** Supplied passage **

+++++

The Superhero

Screen Shot 2015-05-05 at 3.27.11 PM Photo Credit: http://www.comicvine.com/ forums/battles-7/superman-vs-guardians-of-the-universe-1532563/

Recently I’ve been thinking a lot about language and the power that it has to affect ourselves, our students and the environment around us.  I had a student in my class one year who was really struggling academically, organizationally, but definitely not imaginatively.  No matter which subject we were on, be it math, science, socials, English or Health, he was somehow magically drawn into the world of StarWars or other epic battles armed only with his erasers and his 1 inch pencil nubs. As soon as the lesson would start, and sometimes well before, this student could instantly transport himself into other worlds – anywhere but where we were. Trying to get him to be in the moment, or even in the room was a task- somehow at the beginning of every math lesson or writing task he needed a drink, or to go to the bathroom, to leap across the room to grab something from his bag or to fight off the evil warlords who held the kryptonite.

I would find myself struggling with this student- how to keep him engaged, on track, and on task even for just a few minutes before he slipped away again- and also still manage my other 25+ students? I realized that I was becoming increasingly frustrated at many (what I saw as) failed attempts to help him to develop better work habits.  Was it an academic barrier he was facing?  Were the lessons not engaging enough?  Did he simply need something basic like more water or less sugar?

Getting to the root of a problem can sometimes be so complex, and as I teacher, I only have the power to change so much- mainly, my own behaviour:) Faye Brownlie, an expert in working with struggling learners (http://youngreaders.ca), recently challenged a group of colleagues and I to become aware of the way that we speak with students who have the most challenges.  She mentions that students need at least a 4:1 ratio of positive to negative comments before s/he will be able to believe something differently about herself/himself.  4:1.  Wow, if anything, I feel like sometimes I have used 4:1 comments in the corrective: positive reinforcement ratio.  I wondered about the way that I was “motivating” my students and if fear was one of the underlying entities behind my choices of words.

+++++

** Dataset content **
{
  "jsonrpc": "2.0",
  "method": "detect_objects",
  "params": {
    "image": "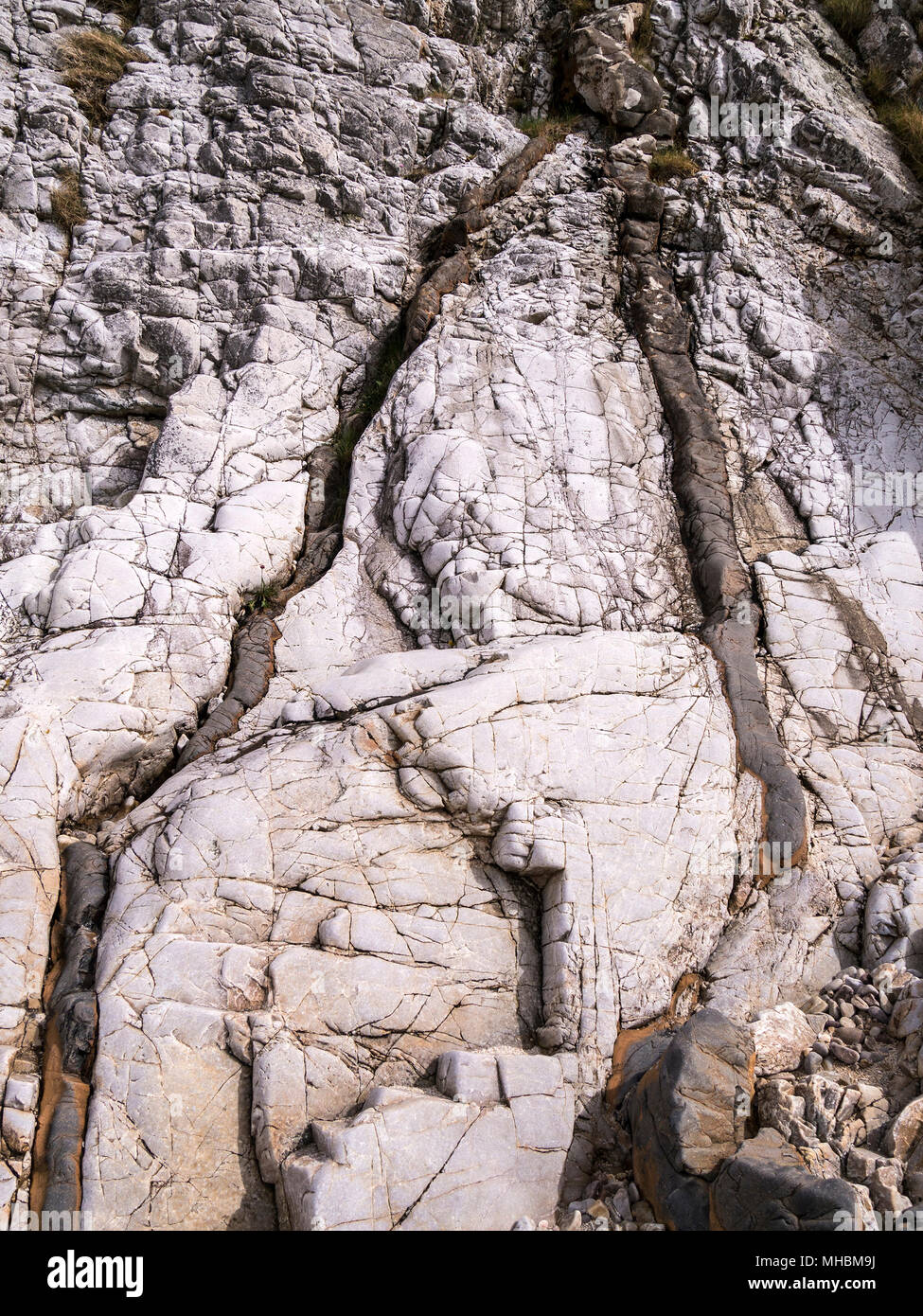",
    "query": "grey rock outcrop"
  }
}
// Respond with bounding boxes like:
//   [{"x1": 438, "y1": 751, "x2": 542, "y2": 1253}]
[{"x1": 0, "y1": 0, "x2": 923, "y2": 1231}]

+++++

** What to do **
(a) Name every school subject listed in the passage about the imaginative student.
(b) Write a continuation of the passage about the imaginative student, beginning after its final sentence.

** Expected responses **
(a) math, science, socials, English, Health

(b)
Sometimes it is hard to decipher what a child needs to be motivated, but I know that for me in my own life, fear has only been a positive motivator when there was any real danger.  Of course if there really was a bear licking his chompers as he pounced on me for breakfast, then fear would be a great thing to have.  Running away screaming is probably a better, if not the best, option:) It would also happen to positively result in me keeping my left leg for another few seasons and passing my yearly fight-or-flight test with flying colours. In the case of motivating children, inciting a sense of anxiety is most certainly only adding more difficulty to an already negative situation. So what could I do instead (of using fear) to help motivate struggling learners- especially those that struggle within the traditional school system?

I suspected that in my sincere effort to help this student to get things in order, I was being unwittingly hard on him.  He was getting anxious instead of more confident and a wake up call for me came from a discussion with his mom.  She mentioned that he was losing sleep at night over a project (that we had been working diligently on in class) and that she had noticed his behaviour becoming more nervous.  Yikes!  Had I played a role in this?  It was one of those moments that make you take a step back, breathe, and endeavour to do better:) So I started to change just one simple thing.  And, as a wise person once told me, something is better than nothing.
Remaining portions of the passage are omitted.